--- begin ---

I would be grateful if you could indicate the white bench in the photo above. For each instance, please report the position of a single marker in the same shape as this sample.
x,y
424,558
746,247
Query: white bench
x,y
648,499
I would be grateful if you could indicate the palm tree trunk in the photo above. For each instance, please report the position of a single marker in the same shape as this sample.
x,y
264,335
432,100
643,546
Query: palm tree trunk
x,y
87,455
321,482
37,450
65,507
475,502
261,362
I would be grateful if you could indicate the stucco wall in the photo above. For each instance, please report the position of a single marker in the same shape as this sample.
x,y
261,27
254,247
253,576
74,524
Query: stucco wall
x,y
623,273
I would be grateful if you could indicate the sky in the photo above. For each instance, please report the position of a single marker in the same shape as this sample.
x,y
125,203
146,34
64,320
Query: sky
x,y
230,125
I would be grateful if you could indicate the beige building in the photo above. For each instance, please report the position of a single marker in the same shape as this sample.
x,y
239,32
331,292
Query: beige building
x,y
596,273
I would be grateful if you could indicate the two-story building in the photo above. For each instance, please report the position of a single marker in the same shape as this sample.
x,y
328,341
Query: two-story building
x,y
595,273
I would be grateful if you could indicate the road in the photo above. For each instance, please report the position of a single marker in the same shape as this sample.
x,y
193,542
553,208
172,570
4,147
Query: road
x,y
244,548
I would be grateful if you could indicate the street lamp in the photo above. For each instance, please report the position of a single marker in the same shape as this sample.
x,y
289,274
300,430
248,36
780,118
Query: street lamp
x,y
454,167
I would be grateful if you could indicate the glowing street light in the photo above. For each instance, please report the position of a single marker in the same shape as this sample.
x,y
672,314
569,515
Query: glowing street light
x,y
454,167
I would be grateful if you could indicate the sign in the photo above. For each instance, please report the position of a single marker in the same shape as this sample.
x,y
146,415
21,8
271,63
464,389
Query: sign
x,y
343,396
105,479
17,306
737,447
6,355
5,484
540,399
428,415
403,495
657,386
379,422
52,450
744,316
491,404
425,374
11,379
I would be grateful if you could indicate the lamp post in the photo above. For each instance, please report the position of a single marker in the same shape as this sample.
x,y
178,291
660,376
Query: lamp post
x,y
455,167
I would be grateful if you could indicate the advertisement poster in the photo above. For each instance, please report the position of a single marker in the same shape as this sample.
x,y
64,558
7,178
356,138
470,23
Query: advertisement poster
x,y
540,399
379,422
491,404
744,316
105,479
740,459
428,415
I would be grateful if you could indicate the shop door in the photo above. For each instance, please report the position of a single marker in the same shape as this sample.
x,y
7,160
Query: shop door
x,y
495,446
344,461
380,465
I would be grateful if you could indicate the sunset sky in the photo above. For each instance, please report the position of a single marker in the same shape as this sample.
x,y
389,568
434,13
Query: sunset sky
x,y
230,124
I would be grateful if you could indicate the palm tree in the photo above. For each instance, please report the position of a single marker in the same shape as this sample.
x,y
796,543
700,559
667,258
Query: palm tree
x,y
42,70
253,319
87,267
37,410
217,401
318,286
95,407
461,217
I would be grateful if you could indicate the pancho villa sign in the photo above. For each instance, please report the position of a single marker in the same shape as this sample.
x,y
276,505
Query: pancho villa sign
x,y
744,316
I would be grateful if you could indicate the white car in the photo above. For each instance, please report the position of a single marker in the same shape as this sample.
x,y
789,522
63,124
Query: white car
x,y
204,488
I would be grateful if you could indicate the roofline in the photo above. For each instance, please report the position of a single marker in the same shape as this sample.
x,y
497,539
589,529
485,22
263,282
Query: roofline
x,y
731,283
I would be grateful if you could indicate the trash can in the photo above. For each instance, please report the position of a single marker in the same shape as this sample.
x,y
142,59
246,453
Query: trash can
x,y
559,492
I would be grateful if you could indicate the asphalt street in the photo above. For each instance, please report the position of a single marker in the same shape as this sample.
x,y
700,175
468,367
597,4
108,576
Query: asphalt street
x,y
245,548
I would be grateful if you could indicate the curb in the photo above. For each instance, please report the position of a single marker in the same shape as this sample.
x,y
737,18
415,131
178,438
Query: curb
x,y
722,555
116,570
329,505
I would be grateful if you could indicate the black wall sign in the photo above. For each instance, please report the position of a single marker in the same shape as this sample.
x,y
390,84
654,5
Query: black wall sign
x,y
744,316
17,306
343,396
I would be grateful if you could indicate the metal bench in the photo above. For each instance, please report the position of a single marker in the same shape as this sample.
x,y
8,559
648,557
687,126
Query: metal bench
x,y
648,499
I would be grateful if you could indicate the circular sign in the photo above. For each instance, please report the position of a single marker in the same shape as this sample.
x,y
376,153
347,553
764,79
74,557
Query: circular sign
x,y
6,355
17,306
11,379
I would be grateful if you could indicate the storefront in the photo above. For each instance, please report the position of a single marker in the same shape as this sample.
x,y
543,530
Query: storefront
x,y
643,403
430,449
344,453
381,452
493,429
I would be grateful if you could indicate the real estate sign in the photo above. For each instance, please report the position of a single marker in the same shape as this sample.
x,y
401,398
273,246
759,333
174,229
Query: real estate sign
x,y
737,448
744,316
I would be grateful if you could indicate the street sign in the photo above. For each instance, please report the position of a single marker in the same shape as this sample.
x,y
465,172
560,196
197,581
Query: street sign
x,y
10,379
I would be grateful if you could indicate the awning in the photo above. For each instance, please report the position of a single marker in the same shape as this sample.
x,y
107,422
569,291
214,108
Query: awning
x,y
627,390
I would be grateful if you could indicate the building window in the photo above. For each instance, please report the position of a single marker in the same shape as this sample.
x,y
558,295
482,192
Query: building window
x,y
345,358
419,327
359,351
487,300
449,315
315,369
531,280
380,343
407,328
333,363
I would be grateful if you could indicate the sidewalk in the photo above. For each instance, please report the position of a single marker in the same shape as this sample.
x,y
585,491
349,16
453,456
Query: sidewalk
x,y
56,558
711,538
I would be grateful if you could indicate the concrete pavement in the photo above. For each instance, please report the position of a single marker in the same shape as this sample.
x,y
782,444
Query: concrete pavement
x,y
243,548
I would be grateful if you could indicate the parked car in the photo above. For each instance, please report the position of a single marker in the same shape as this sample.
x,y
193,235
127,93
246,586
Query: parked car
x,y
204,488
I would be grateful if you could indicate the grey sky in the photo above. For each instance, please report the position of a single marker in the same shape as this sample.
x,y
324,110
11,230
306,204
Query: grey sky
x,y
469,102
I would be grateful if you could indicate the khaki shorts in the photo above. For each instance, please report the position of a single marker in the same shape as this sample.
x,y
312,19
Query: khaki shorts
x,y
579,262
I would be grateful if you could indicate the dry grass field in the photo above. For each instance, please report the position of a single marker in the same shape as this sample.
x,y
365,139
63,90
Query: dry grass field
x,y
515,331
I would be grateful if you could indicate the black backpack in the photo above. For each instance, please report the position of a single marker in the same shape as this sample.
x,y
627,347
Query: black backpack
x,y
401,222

--- end ---

Exercise description:
Reproduce every one of the lines above word for word, changing nothing.

Written response:
I would be grateful if you could indicate the white bench in the photo above. For each instance, please report the position of a single marker in the same shape as this sample.
x,y
424,558
746,247
Query: white bench
x,y
648,499
I would be grateful if you could indicate the palm tree trunk in the photo above. For each instance, please report the position of a single marker in the same shape as this sample.
x,y
264,335
432,100
643,546
Query: palm tree trunk
x,y
87,455
321,482
37,450
65,507
475,502
261,362
I would be grateful if you could indicate the stucco wall in the photo above. For each instance, please report the position of a single marker in the same shape as this sample.
x,y
261,27
254,247
253,576
74,524
Query: stucco wall
x,y
623,273
I would be grateful if you could indicate the sky in the photo above. For each instance, please report the position of a single marker in the same shape as this sample.
x,y
125,203
146,34
64,320
Query: sky
x,y
230,125
I would be grateful if you could indicate the beige building in the photo above. For each instance, please report the position of a single marker in the same shape as this sample.
x,y
239,32
331,292
Query: beige building
x,y
596,273
I would be grateful if you could indicate the two-story building in the photo above. For each instance, please report the position of a single marker in the same shape as this sample.
x,y
328,341
Query: two-story building
x,y
595,273
I would be grateful if you could indicate the road in the photo above. For each instance, please report the position of a single marker in the same shape as this sample.
x,y
193,542
553,208
172,570
4,147
Query: road
x,y
244,548
I would be grateful if you could indicate the street lamp in the photo above. For each instance, please report the position of a single marker in the same shape as this sample.
x,y
289,274
300,430
248,36
780,118
Query: street lamp
x,y
454,167
I would be grateful if you could indicate the glowing street light in the photo above. For each instance, please report the position of a single marker in the same shape as this sample.
x,y
672,314
569,515
Query: glowing street light
x,y
454,167
I would be grateful if you could indicate the sign in the photo above. For each instance, please report the position of a single marker in the same shape as this sample.
x,y
146,415
21,8
271,63
464,389
Query: sign
x,y
343,396
105,479
17,306
737,447
6,355
5,484
540,399
428,415
403,495
657,386
379,422
52,450
744,316
491,404
425,374
11,379
I would be grateful if you could indicate the lamp post in the photo above. For each instance, please report the position of a single marker in the same shape as this sample.
x,y
178,291
660,376
Query: lamp post
x,y
455,167
I would be grateful if you could indicate the advertisement poster in the photo above. For each instance, please report the position of a single marker in the same shape as this sample.
x,y
64,558
7,178
356,138
470,23
Query: advertisement poster
x,y
540,399
379,422
491,404
744,316
105,479
740,459
428,415
I would be grateful if you could indicate the shop door in the photo above. For each instance, please report the position of a single marker in the same shape as this sample.
x,y
7,160
Query: shop door
x,y
495,446
344,461
380,465
I would be grateful if you could indicate the sunset sky in the photo above. For each instance, please report the position of a single marker in the same shape as this sample.
x,y
389,568
434,13
Query: sunset sky
x,y
230,124
I would be grateful if you could indicate the palm tree in the photo above. For each instance, please report the position of a single marker in the same shape as this sample.
x,y
796,543
700,559
667,258
Query: palm tree
x,y
42,70
253,319
87,267
37,410
217,401
318,286
95,407
461,217
I would be grateful if you could indicate the pancho villa sign in the photo above. For each instance, please report the position of a single marker in the same shape as this sample.
x,y
276,505
Query: pancho villa sign
x,y
744,316
I would be grateful if you could indicate the white car in the photo above. For each instance, please report the position of a single marker in the same shape as this sample.
x,y
789,522
63,124
Query: white car
x,y
204,488
I would be grateful if you could indicate the roofline in the photo above. For each instance, please report the position of a single marker in the same shape as this sample.
x,y
497,539
589,529
485,22
263,282
Query: roofline
x,y
731,283
I would be grateful if you could indicate the trash can in the photo above. For each instance, please report the position of a single marker in the same shape as this sample.
x,y
142,59
246,453
Query: trash can
x,y
559,492
I would be grateful if you could indicate the asphalt street in the photo above. For each instance, please report the position of a single marker in the same shape as this sample.
x,y
700,175
468,367
597,4
108,576
Query: asphalt street
x,y
245,548
I would be grateful if you could indicate the curb in the photo above. For each instance, please report the position of a single marker in the same shape as this sample.
x,y
737,18
415,131
178,438
Query: curb
x,y
722,555
116,570
329,505
I would be grateful if you could indicate the black wall sign in the photo above. For each instance, please report the position of a single marker in the same shape as this sample.
x,y
390,84
654,5
Query: black wall sign
x,y
744,316
17,306
343,396
I would be grateful if you could indicate the metal bench in the photo above. For each instance, please report the position of a single marker in the same shape as this sample.
x,y
8,559
648,557
687,126
Query: metal bench
x,y
648,499
I would be grateful if you could indicate the circular sign in the photo above. For each instance, please report the position of a single marker in the same shape as this sample.
x,y
376,153
347,553
764,79
74,557
Query: circular sign
x,y
6,355
17,306
11,379
I would be grateful if you could indicate the storefront in the photo above. For each instance, please report the position of a single marker in the same shape as this sample.
x,y
543,530
Query: storefront
x,y
643,403
430,449
344,453
381,452
493,429
I would be grateful if you could indicate the real estate sign in the photo above. For each instance, please report the position of a single marker in the same shape as this sample.
x,y
401,398
273,246
759,333
174,229
Query: real estate sign
x,y
737,448
744,316
I would be grateful if you could indicate the street sign in the photo above. For each instance, please report the position of a single marker in the same shape as this sample.
x,y
465,172
560,196
197,581
Query: street sign
x,y
10,379
I would be grateful if you could indicate the awning in the photo above. For each instance, please report the position of a single marker in the same shape as this sample.
x,y
107,422
569,291
214,108
Query: awning
x,y
627,390
I would be grateful if you could indicate the building window in the photo above. For each instance, please report the position of a single marker in the same shape as this sample.
x,y
558,295
482,192
Query: building window
x,y
345,358
419,327
359,351
487,300
449,315
315,369
531,280
380,343
407,328
333,363
I would be grateful if you could indicate the sidewalk in the photo above. For each instance, please report the position of a single marker in the same shape as this sample.
x,y
585,491
349,16
453,456
Query: sidewalk
x,y
56,558
711,538
I would be grateful if you could indicate the concrete pavement in the photo above. For each instance, please report the position of a single marker in the same shape as this sample.
x,y
782,444
Query: concrete pavement
x,y
243,548
I would be grateful if you could indicate the parked car in the photo above. For each instance, please report the position of a single marker in the same shape as this sample.
x,y
193,235
127,93
246,586
Query: parked car
x,y
204,488
I would be grateful if you could indicate the grey sky in the photo above. For each instance, please report the position of a single marker in the same shape as this sample.
x,y
324,110
11,230
306,204
Query: grey sky
x,y
469,102
I would be grateful if you could indicate the khaki shorts in the photo above. For each instance, please report the position of a single marker in the same shape as this sample.
x,y
312,19
Query: khaki shorts
x,y
579,262
I would be grateful if you could indicate the dry grass field in the photo above. For each instance, please report the position of a single marker in the same shape as this sample.
x,y
365,139
63,90
Query: dry grass field
x,y
515,331
I would be grateful if you could indicate the black backpack in the photo above. For each instance, please report the position of a single marker in the same shape as this sample.
x,y
627,347
Query: black backpack
x,y
401,222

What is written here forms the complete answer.